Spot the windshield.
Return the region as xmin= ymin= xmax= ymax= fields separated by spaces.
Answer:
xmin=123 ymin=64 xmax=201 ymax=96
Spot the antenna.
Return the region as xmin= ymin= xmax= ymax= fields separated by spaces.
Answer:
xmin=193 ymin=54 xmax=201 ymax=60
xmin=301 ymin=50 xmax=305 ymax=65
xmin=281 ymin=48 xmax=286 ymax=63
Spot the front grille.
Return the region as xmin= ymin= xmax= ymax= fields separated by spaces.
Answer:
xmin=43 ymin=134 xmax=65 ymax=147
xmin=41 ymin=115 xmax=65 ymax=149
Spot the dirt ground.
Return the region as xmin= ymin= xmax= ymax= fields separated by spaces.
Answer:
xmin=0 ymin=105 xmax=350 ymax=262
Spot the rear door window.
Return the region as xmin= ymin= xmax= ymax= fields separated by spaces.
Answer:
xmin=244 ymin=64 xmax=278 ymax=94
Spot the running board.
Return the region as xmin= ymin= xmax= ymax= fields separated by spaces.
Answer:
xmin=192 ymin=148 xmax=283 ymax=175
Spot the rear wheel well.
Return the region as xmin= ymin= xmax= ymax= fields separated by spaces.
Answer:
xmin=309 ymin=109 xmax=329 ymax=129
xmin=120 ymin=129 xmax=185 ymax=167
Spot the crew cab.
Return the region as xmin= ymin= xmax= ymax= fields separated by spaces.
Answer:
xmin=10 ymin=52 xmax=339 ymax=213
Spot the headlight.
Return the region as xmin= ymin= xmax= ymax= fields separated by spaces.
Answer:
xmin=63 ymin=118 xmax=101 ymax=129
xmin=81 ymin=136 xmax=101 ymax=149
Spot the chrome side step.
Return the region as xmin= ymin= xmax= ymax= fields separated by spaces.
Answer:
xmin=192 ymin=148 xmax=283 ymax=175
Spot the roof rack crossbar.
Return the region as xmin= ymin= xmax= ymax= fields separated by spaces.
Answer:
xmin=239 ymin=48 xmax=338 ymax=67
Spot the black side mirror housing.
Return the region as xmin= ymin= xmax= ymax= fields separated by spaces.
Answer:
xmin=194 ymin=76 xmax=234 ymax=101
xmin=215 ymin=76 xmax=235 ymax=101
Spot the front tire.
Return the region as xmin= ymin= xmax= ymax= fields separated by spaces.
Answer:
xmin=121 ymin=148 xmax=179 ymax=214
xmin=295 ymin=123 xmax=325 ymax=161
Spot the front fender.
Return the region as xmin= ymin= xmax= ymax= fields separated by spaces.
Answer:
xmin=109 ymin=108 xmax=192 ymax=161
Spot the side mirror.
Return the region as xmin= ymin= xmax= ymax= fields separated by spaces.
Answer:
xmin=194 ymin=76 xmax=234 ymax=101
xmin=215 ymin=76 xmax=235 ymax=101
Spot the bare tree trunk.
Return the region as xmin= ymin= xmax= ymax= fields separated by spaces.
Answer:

* Set problem
Please rewrite all the lines above, substituting "Locate" for every "Spot" and changing nothing else.

* Solution to this problem
Locate the windshield.
Return the region as xmin= ymin= xmax= ymax= fields separated by spaces.
Answer:
xmin=123 ymin=64 xmax=201 ymax=96
Locate the antenna.
Return the region as xmin= ymin= xmax= ymax= fields separated by spaces.
Answer:
xmin=193 ymin=54 xmax=201 ymax=60
xmin=301 ymin=50 xmax=305 ymax=65
xmin=281 ymin=48 xmax=286 ymax=63
Locate the front grille.
Return the region as xmin= ymin= xmax= ymax= fields separated by spaces.
Answer:
xmin=43 ymin=134 xmax=65 ymax=147
xmin=41 ymin=115 xmax=65 ymax=149
Locate the dirt ground.
Return the region as xmin= ymin= xmax= ymax= fields separated by spaces.
Answer:
xmin=0 ymin=105 xmax=350 ymax=262
Locate the rear door window.
Return the region as xmin= ymin= xmax= ymax= fields separated by spaces.
Answer:
xmin=244 ymin=64 xmax=278 ymax=94
Locate the running board.
Return the region as xmin= ymin= xmax= ymax= fields separated by spaces.
Answer:
xmin=192 ymin=148 xmax=283 ymax=175
Locate the rear wheel well.
Return the region as xmin= ymin= xmax= ymax= fields separated by spaces.
Answer:
xmin=309 ymin=109 xmax=329 ymax=129
xmin=120 ymin=129 xmax=185 ymax=167
Locate the crew cab.
Return the region as xmin= ymin= xmax= ymax= fields separated by spaces.
Answer:
xmin=10 ymin=52 xmax=339 ymax=213
Locate the headlight.
Return the region as xmin= ymin= xmax= ymax= fields separated by spaces.
Answer:
xmin=63 ymin=118 xmax=101 ymax=129
xmin=81 ymin=136 xmax=101 ymax=149
Locate the chrome side step.
Return the region as xmin= ymin= xmax= ymax= fields separated by spaces.
Answer:
xmin=192 ymin=148 xmax=283 ymax=175
Locate the roof rack crossbar.
Return the region as xmin= ymin= xmax= ymax= fields separated by spaces.
Answer:
xmin=239 ymin=48 xmax=338 ymax=67
Locate the black side mirror housing.
Return the region as xmin= ymin= xmax= ymax= fields separated by spaces.
Answer:
xmin=194 ymin=76 xmax=234 ymax=101
xmin=215 ymin=76 xmax=235 ymax=101
Locate the front tire.
Return the region as xmin= ymin= xmax= ymax= fields separated by spaces.
Answer:
xmin=121 ymin=148 xmax=179 ymax=214
xmin=295 ymin=123 xmax=325 ymax=161
Locate the front fender.
Return the region as xmin= ymin= xmax= ymax= fields separated by spaces.
Answer:
xmin=109 ymin=108 xmax=192 ymax=161
Locate the side mirror.
Return the region as xmin= ymin= xmax= ymax= fields separated by spaces.
Answer:
xmin=194 ymin=76 xmax=234 ymax=101
xmin=215 ymin=76 xmax=235 ymax=101
Locate the bare tree trunk.
Return the region as xmin= ymin= xmax= ymax= fields separated by spaces.
Answer:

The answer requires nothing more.